→ Selected excerpt
▬▬▬▬▬▬
# HELP FROM THEMER AMATEUR/PRO



## ScottPilgram (Oct 30, 2011)

hello I need some help as the title states from someone with some theming knowledge. I've been playing around and changing out some system images mainly my status bar icons such as the signal icon, wi-fi icon, vibrate and most importantly the carrier icon(not to be confused with the carrier text in the pulldown menu) within the sysytemui.apk now I'm not having any trouble with decompiling and recompiling and replacing images but if you'll take a look at the screenshots whenever I replace the images in the theme zip file with the ones I want to use everything seems to work but when I install the theme and reboot as you can see the carrier icon blows up HUGE!! I don't know if this is because of the GNnex screen resolution or if the size of the icons are not right(but all the images I downloaded are made to be carrier icon images) whats weird is that after flashing the theme as soon as the boot animation ends and it boots up when it first shows the carrier icon it's the right size and everything looks right but then in about 2 seconds it explodes up all giant size and looks really funky. If you take a look at the screencap you'll see what I mean, with the lunar theme the playstation icons look really big and the vibrate icon looks really small and it doesn't in the other screenshot of my version of black exodus but the images I pulled for the black exodus theme were from another GNex theme called MNMLtheme so they look right but the alien spaceship I downloaded from somewhere that had a bunch of carrier icons which is where I got the vibrate icon in the lunar theme which again makes me think something may be wrong with the size and the GNex screen resolution. So can someone please help and tell me what I'm doing wrong and if the images need to be re-sized could someone please tell me what I should use to resize them and what size they should be please?? Any help is greatly appreciated, thanks
View attachment 20922


View attachment 20923


----------



## ScottPilgram (Oct 30, 2011)

also if someone could tell me what files need to be replaced in order to turn the blue weather text in this screenshot to white I could also use some guidance here please and again thanks in advance for the help.
http://dl.dropbox.com/u/11091771/Screenshot_2012-03-21-21-39-32.png


----------



## MR H3LLMAN (Oct 20, 2011)

Not near a computer right now but is the carrier logo or UFO a PNG.9 file? If so this would cause some issues if not edited properly.

Thinking over this hard right now and will post anything else I think of. Also, feel free to PM me.

I would say that a fairly good way to test the size of your edited images would be to download and unzip a rom of your choice and copy/paste your edited image on top of the stock image from whatever area you are working on. I had this issue with a lot of my edits for awhile and have found this to be a very practical test for what the end result will look like.
▬▬▬▬▬▬
→ Given task 1
Edit the listing from the line containing "Pick out every instance of the eyeglasses" down to the end of the listing, replacing "eyeglasses" with "spectacles" and leaving everything else unchanged. Return only those lines.

Object pointing dataset rows
▬▬▬▬▬▬
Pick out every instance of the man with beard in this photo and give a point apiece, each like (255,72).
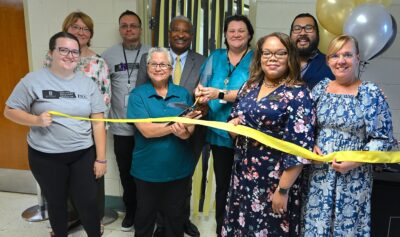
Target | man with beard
(186,71)
(123,61)
(305,33)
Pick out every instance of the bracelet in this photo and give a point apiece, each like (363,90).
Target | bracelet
(187,130)
(101,161)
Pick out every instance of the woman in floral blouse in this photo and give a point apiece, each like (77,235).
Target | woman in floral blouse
(265,194)
(352,115)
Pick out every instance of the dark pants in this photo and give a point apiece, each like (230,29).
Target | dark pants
(223,161)
(123,149)
(70,173)
(168,198)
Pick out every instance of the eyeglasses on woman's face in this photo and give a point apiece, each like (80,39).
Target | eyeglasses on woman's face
▬▬▬▬▬▬
→ Given task 2
Repeat word for word everything in the theming help thread from "also if someone" down to "(Oct 20, 2011)".

→ Finished answer 1
Pick out every instance of the spectacles on woman's face in this photo and give a point apiece, each like (80,39).
Target | spectacles on woman's face

→ Finished answer 2
also if someone could tell me what files need to be replaced in order to turn the blue weather text in this screenshot to white I could also use some guidance here please and again thanks in advance for the help.
http://dl.dropbox.com/u/11091771/Screenshot_2012-03-21-21-39-32.png


----------



## MR H3LLMAN (Oct 20, 2011)